- Text shown
(begin)

Fortunately, we have computers.
Computers are never lazy, fickle, or biased. Computers analyze the data and spit out a number that can be usually to rank every team in America. As a bit of a stat nerd, I find this beautiful. We’re 15 games into the season, which seems like a healthy benchmark to pause and look at where things stand.
AP Poll: #22
No need to dissect that. The Bearcats are underrated, but you can read my analysis of this ranking elsewhere.
Coaches Poll: #22
The coaches poll might be the dumbest thing college basketball does on a regular basis. I don’t know who thought asking coaches to rank teams would be a good idea. Coaches only watch the next team on the schedule, so expecting them to put America’s 25 best teams in order is asinine. This task, in turn, likely gets pawned off on a low-level assistant who mails it in. I don’t blame them.
KenPom: #16
KenPom (compiled by Ken Pomeroy) is the most popular computer ranking, and for good reason. It tends to boil down to the most fair, accurate assessment. The Bearcats have spent most of the season in the 20s before popping up to #16 following the win over Houston. The Bearcats are trying to finish the season inside the KenPom Top 25 for the first time since the 2010–11 season when they wound up at #21.
Sagarin: #14
Sagarin (compiled by Jeff Sagarin) is another popular computer ranking, and it loves the Bearcats. UC falls in line just a hair behind offensive marvel UCLA and right in front of Florida, Creighton, and Butler. This ranking would place UC in the top two teams of every conference in America, aside from the Big Ten (barely third) and the Big 12 (fourth).
Massey: #20
Even the most fringe computer ranking is more optimistic about UC than the AP pollsters. I’m not sure how much stock I put into a ranking that has four 3-loss teams ranked from 10 to 17, but Massey is fairly popular.

(end)

- Problem A
Answer these questions from the Bearcats rankings text, one answer per line:
(i) What position does the Coaches Poll give the Bearcats?
(ii) Who compiles the KenPom ranking?
(iii) At what KenPom position did the Bearcats finish the 2010–11 season?
- Problem B
List every ranking system the Bearcats rankings text gives a number for, with the Bearcats' position in each.
The items that follow the Bearcats rankings text come from a separate source.

- Extracted material
(begin)

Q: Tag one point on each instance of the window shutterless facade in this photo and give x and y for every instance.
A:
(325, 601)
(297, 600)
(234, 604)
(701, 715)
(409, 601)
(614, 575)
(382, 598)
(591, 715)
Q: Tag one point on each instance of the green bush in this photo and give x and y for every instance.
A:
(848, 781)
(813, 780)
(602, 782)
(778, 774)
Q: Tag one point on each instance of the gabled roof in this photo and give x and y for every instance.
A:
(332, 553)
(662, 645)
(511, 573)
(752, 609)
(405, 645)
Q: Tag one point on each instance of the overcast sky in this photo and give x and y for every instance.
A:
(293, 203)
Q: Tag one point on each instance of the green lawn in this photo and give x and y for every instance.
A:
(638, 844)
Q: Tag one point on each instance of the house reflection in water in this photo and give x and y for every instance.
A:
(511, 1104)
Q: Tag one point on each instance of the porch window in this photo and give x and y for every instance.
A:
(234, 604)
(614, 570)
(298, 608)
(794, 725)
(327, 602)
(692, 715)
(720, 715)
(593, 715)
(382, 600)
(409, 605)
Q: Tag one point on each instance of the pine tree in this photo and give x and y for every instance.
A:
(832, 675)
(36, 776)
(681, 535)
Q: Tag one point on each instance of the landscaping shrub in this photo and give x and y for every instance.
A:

(end)

- Task answer A
(i) #22
(ii) Ken Pomeroy
(iii) #21

- Task answer B
AP Poll: #22
Coaches Poll: #22
KenPom: #16
Sagarin: #14
Massey: #20